## WRITTEN INSTRUCTION
Every entry that follows should be reproduced exactly.

## RAW RECORDS
******
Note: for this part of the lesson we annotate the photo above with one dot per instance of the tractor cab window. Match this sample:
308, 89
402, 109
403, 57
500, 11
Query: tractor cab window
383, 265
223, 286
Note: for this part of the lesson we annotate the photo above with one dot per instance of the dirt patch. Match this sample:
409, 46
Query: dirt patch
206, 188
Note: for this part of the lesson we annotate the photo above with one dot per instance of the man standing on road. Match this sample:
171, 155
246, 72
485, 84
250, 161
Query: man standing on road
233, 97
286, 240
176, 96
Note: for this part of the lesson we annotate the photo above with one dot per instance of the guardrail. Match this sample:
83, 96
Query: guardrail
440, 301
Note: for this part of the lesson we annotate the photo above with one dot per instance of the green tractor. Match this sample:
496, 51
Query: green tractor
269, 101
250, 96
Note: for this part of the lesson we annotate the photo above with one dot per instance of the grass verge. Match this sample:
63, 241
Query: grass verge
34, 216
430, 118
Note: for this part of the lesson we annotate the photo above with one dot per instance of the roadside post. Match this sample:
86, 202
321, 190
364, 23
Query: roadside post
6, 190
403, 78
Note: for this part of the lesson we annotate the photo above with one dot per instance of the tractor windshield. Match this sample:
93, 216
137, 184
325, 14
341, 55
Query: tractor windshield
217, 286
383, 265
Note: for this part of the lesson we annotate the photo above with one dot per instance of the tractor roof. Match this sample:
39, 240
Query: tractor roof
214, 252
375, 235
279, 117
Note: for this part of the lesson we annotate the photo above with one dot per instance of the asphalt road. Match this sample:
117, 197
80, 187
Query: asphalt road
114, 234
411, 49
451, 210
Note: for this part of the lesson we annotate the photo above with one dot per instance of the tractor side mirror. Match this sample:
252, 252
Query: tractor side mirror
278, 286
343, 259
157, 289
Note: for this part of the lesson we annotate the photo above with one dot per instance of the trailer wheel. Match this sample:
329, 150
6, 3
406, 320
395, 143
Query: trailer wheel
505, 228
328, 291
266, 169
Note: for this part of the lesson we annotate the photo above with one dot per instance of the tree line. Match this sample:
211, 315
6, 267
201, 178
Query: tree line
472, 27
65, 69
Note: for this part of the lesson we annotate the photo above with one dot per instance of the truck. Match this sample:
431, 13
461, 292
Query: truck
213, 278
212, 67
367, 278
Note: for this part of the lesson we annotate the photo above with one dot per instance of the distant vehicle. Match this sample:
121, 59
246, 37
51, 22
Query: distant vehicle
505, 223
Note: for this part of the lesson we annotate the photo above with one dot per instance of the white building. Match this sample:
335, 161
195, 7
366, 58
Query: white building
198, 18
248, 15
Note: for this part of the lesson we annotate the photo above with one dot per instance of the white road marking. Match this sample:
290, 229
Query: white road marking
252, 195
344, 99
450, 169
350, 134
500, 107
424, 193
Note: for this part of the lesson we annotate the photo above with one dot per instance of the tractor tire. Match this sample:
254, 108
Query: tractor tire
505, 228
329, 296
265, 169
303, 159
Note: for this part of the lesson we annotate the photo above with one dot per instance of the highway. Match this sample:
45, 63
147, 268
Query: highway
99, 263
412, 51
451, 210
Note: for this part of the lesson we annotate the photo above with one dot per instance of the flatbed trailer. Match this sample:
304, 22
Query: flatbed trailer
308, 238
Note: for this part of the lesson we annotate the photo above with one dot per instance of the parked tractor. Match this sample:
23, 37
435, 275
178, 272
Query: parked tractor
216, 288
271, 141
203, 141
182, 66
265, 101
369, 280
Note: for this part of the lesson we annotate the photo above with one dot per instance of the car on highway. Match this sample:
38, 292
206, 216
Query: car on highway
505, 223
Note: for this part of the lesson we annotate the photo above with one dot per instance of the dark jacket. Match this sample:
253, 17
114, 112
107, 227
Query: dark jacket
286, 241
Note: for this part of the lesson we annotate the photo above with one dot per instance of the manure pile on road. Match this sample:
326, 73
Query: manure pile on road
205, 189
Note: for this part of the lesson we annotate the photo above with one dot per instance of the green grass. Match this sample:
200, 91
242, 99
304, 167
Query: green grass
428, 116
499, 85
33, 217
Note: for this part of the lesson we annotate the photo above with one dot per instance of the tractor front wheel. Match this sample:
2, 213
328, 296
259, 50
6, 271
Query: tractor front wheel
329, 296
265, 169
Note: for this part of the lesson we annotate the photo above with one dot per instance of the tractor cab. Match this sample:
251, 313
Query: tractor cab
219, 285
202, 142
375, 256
******
## REPLY
Note: for this part of the lesson we annotate the photo above with one dot per instance of the tractor cab window. Match this sample:
308, 89
402, 109
403, 57
500, 11
Query: tractor cab window
383, 265
223, 286
Note: for this part of the lesson we annotate the photo above with one dot per instance of the dirt patch. Match this sample:
409, 46
Query: dirt patch
206, 188
Note: for this part of the lesson we annotate the photo above with one dot per instance of the man standing on road. Match this sample:
171, 155
246, 72
485, 84
250, 161
Query: man standing on road
233, 97
286, 240
176, 96
Note: for this part of the lesson we annotate the photo above with one dot per instance of the guardrail. Match this sample:
83, 96
Query: guardrail
440, 301
Note: for this part of the lesson we annotate the photo above with one dot per instance of the green tractor. Match this sample:
496, 51
Query: green tractor
269, 101
250, 96
Note: for this part of the lesson we annotate the photo above with one dot per instance of the grass verge. Match this sample:
63, 241
Query: grass verge
34, 216
430, 118
Note: for this part of the lesson we annotate the photo above with one dot per instance of the roadside post. Match this sample:
86, 202
321, 190
364, 23
Query: roadside post
6, 190
403, 78
Note: for this part of the lesson we annotate the photo above with one dot per instance of the tractor windshield. Match this sample:
93, 216
137, 184
325, 14
341, 55
Query: tractor windshield
217, 286
383, 265
Note: for this part of the lesson we annotate the photo above with one dot per instance of the tractor roof. Match this sample:
39, 240
Query: tractor roof
214, 252
375, 235
279, 117
Note: for this part of the lesson we annotate the photo above with one dot per instance of the asphalt road. Match this sample:
117, 197
80, 187
Query: asphalt road
114, 234
411, 49
451, 210
Note: for this part of the lesson we annotate the photo above with one dot per instance of the tractor side mirror. Match this sample:
252, 252
Query: tractor side mirror
278, 286
343, 259
157, 289
Note: for this part of the lesson we annotate the photo above with one dot per instance of the trailer wheel. Match this sample:
329, 150
6, 3
406, 320
395, 143
Query: trailer wheel
505, 228
328, 291
266, 169
Note: for this part of the lesson we annotate the photo above with one dot per instance of the tree line. Match this sample:
211, 315
6, 267
201, 178
Query: tree line
472, 27
65, 69
Note: for this part of the lesson we annotate the photo above with one dot per instance of the truck. Match this sample:
431, 13
461, 292
Query: truck
213, 278
212, 67
367, 278
Note: for this part of the lesson we annotate the photo above with one dot per instance of the distant vehicle. Match this sample:
121, 59
246, 37
51, 22
Query: distant vehicle
505, 223
Note: for this part of the lesson we annotate the photo above with one dot per instance of the white building. Match this sample:
335, 161
195, 7
366, 58
Query: white building
198, 18
248, 15
Note: for this part of the lesson we annotate the photo above with one dot per instance of the white road marking. Match this sample:
290, 229
Query: white road marking
252, 195
344, 99
450, 169
350, 134
500, 107
424, 193
Note: for this part of the lesson we annotate the photo above with one dot per instance of the tractor tire. Match this sample:
254, 108
Query: tractor tire
505, 228
329, 296
265, 169
303, 159
Note: for this part of the lesson we annotate the photo above with one dot per instance of the highway. Match this sample:
45, 63
147, 268
Query: highway
99, 263
412, 51
451, 210
Note: for this part of the lesson we annotate the photo above with one dot per instance of the flatbed trailer. Match this sample:
304, 22
Query: flatbed trailer
308, 238
Note: for this part of the lesson we annotate the photo above with one dot per instance of the parked tractor. Match this sample:
23, 37
435, 275
178, 272
Query: parked tractor
216, 288
271, 141
203, 141
182, 66
265, 101
369, 280
Note: for this part of the lesson we annotate the photo above with one dot per instance of the car on highway. Match this sample:
38, 292
206, 216
Query: car on highway
505, 223
Note: for this part of the lesson we annotate the photo above with one dot per instance of the dark jacket. Match this sample:
253, 17
114, 112
107, 227
Query: dark jacket
286, 241
Note: for this part of the lesson we annotate the photo above with one dot per instance of the manure pile on road. Match this sample:
326, 73
Query: manure pile on road
205, 189
Note: for this part of the lesson we annotate the photo above with one dot per instance of the green grass. Match this sample:
200, 91
242, 99
304, 167
Query: green grass
428, 116
499, 85
33, 217
Note: for this part of the lesson we annotate the photo above with one dot per instance of the tractor front wheel. Match this sample:
2, 213
328, 296
259, 50
6, 271
Query: tractor front wheel
329, 296
265, 169
Note: for this part of the lesson we annotate the photo above with one dot per instance of the tractor cab. Match this sample:
251, 313
Query: tractor cab
219, 285
202, 142
375, 256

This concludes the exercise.